## Yönerge A
Okuma parçasındaki "Belirli bir günün ihtiyacını karşılamak için çıkarılan metinler, maddi anlamda kanun sayılmazlar." cümlesini İngilizceye çevirin.
## Yönerge B
TTB Kanunu'nda değişiklik teklifini ele alan okuma parçasını iki cümleyle özetleyin.

Geçtiğimiz günlerde Dünya Tabipleri Birliği ile Alman (Bundesärztekammer), İspanyol (Organización Médica Colegial de España) ve İngiliz (British Medical Association) tabip birlikleri gibi birçok ülke tabip kuruluşlarından Merkez Konseyi Başkanı tutuklanan meslek örgütümüze destek mesajları birbiri ardına iletilmişti. Anlaşılacağı üzere ülke tabip birliklerinin isimlerini nereden aldıkları bellidir. Bu birlikler tarihleri, hekimlik mesleğinin icrasında üstlendikleri resmi roller ve evrensel etik ilkelerle olan ilişkileri yönüyle gündelik siyasi ihtiyaçlara göre yapısının değiştirilebileceği kuruluşlar değildir. Bugüne değin her bir siyasal baskı ve müdahale çabasının sonuçsuz kalması, Türk Tabipleri Birliği’nin (TTB) bu konudaki haklılığının en somut göstergesidir.
Anayasal koruma altında olan TTB Kanunu’nun gündelik siyasi hesaplar adına değiştirilmesi için bir hekim milletvekili tarafından Türkiye Büyük Millet Meclisi’ne (TBMM) sunulan teklif metni, iktidar çevrelerinin kanunun ne anlama geldiğinin dahi farkında olmadığını göstermiştir. Zira kanunlar toplum için gerekli asli düzenlemeleri içeren; genel, soyut, objektif ve sürekli nitelikte temel hukuk kurallarıdır. Belirli bir günün ihtiyacını karşılamak için çıkarılan metinler, maddi anlamda kanun sayılmazlar. Bu çerçevede TBMM Başkanlığı’na sunulup Sağlık, Aile, Çalışma ve Sosyal İşler Komisyonu’na sevk edilmiş söz konusu metnin, ciddiyet ve sorumlulukla hazırlanmadığı ve bir kanun teklifi niteliği taşımadığı açıkça görülmektedir.
Görevini icra eden tüm hekimlerin, dünya örneklerinde de olduğu gibi kendi meslek örgütlerinin doğal üyesi sayılmaları doğru ve ilkeli bir yaklaşımdır. 12 Eylül Darbesi’yle kamu için kaldırılan bu zorunluluğun bugün tümüyle isteğe bırakılması hekimlik mesleğinin icrasında deontolojik problemler oluşturacak ve Anayasa’nın 135. maddesine açıkça aykırılık oluşturacaktır. Böylesi bir çabanın meslek örgütlerini, demokratik kitle örgütlerini, sendikaları ve sivil toplumu güçsüz hale getirme, etkisizleştirme, mümkünse tamamen susturma amacını taşıdığı açıktır.
İktidar çevrelerinin bu teklifle tüm topluma vermek istedikleri mesajın ve yaratmak istedikleri korku ikliminin farkındayız. Geçmişte olduğu gibi bugün de evrensel hekimlik değerleri çerçevesinde toplum sağlığı, meslektaşlarımızın özlük hakları ve demokrasi için mücadele veren meslek örgütümüze yönelik antidemokratik müdahalelere karşı duracağız. Meslektaşlarımızla birlikte meslek örgütümüzün bağımsızlığını savunarak bu fırsatçılığın sonuç almasına izin vermeyeceğiz.
Hekimler, kendi meslek örgütleriyle ilgili kararları siyasal iktidarlardan bağımsız olarak meslek örgütlerinin meşru organları aracılığıyla almayı sürdüreceklerdir.

## Bilgiler
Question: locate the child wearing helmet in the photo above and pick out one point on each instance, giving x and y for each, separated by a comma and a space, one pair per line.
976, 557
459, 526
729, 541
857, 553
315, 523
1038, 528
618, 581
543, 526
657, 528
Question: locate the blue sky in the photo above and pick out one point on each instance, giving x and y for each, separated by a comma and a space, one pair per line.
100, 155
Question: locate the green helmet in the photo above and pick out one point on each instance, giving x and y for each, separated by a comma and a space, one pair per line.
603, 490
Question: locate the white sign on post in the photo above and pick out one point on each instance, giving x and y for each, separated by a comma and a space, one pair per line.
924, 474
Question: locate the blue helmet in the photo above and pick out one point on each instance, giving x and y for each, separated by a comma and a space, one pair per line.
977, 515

* * *

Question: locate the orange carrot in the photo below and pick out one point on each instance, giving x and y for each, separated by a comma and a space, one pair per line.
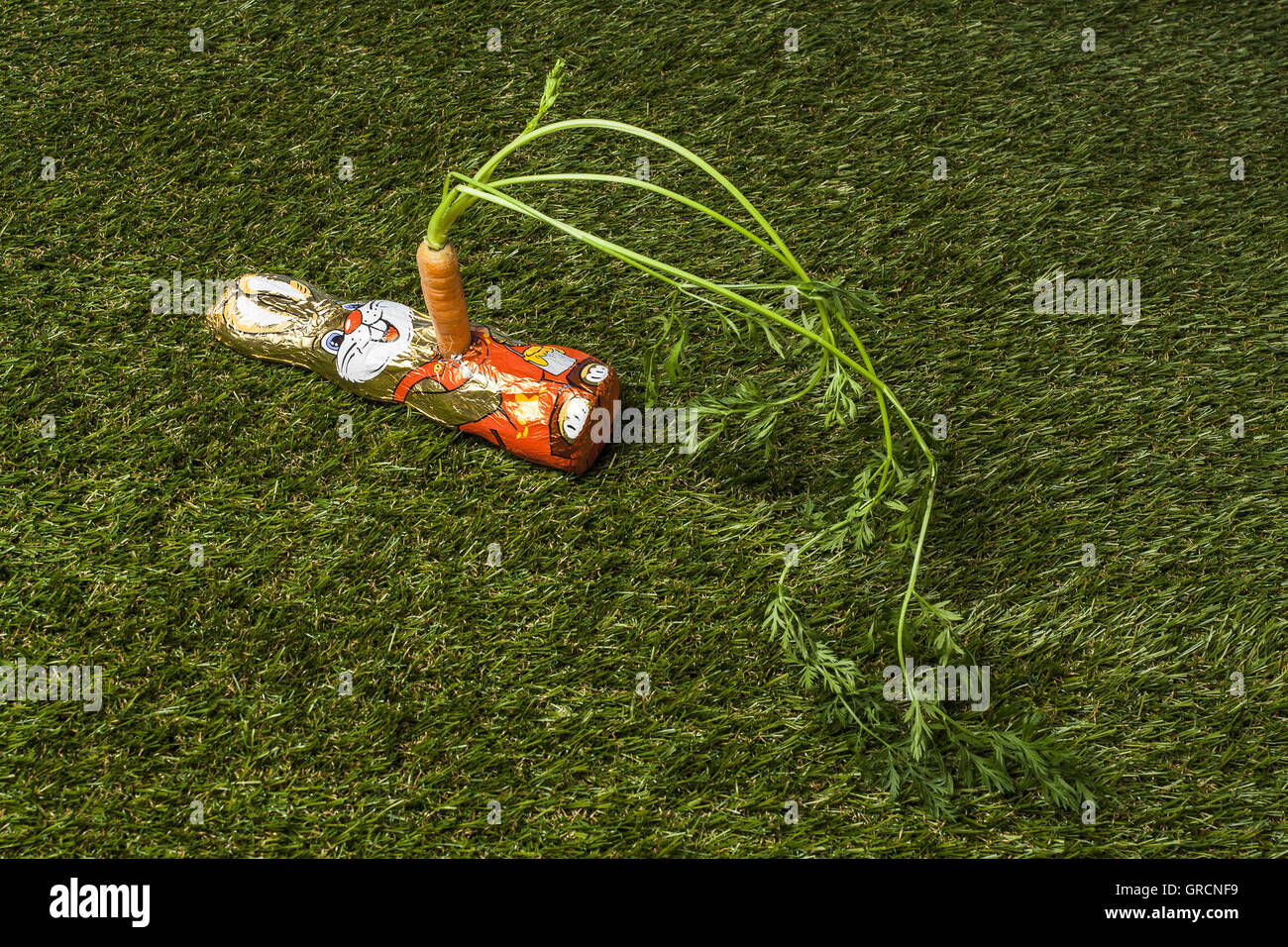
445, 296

## Alıştırma sonucu A
Texts issued to meet the needs of a particular day are not considered laws in the substantive sense.

## Alıştırma sonucu B
Merkez Konseyi Başkanı tutuklanan Türk Tabipleri Birliği'ne birçok ülkenin tabip kuruluşundan destek mesajları iletilmiştir; TTB Kanunu'nu değiştirmek için bir hekim milletvekilinin TBMM'ye sunduğu teklif ise ciddiyet ve sorumlulukla hazırlanmamıştır ve kanun teklifi niteliği taşımamaktadır. Hekimlerin meslek örgütüne üyeliğinin tümüyle isteğe bırakılması Anayasa'nın 135. maddesine aykırı olacak ve meslek örgütlerini susturmayı amaçlamaktadır; bu nedenle hekimler örgütlerinin bağımsızlığını savunacak ve kararlarını siyasal iktidarlardan bağımsız olarak meşru organlar aracılığıyla almayı sürdüreceklerdir.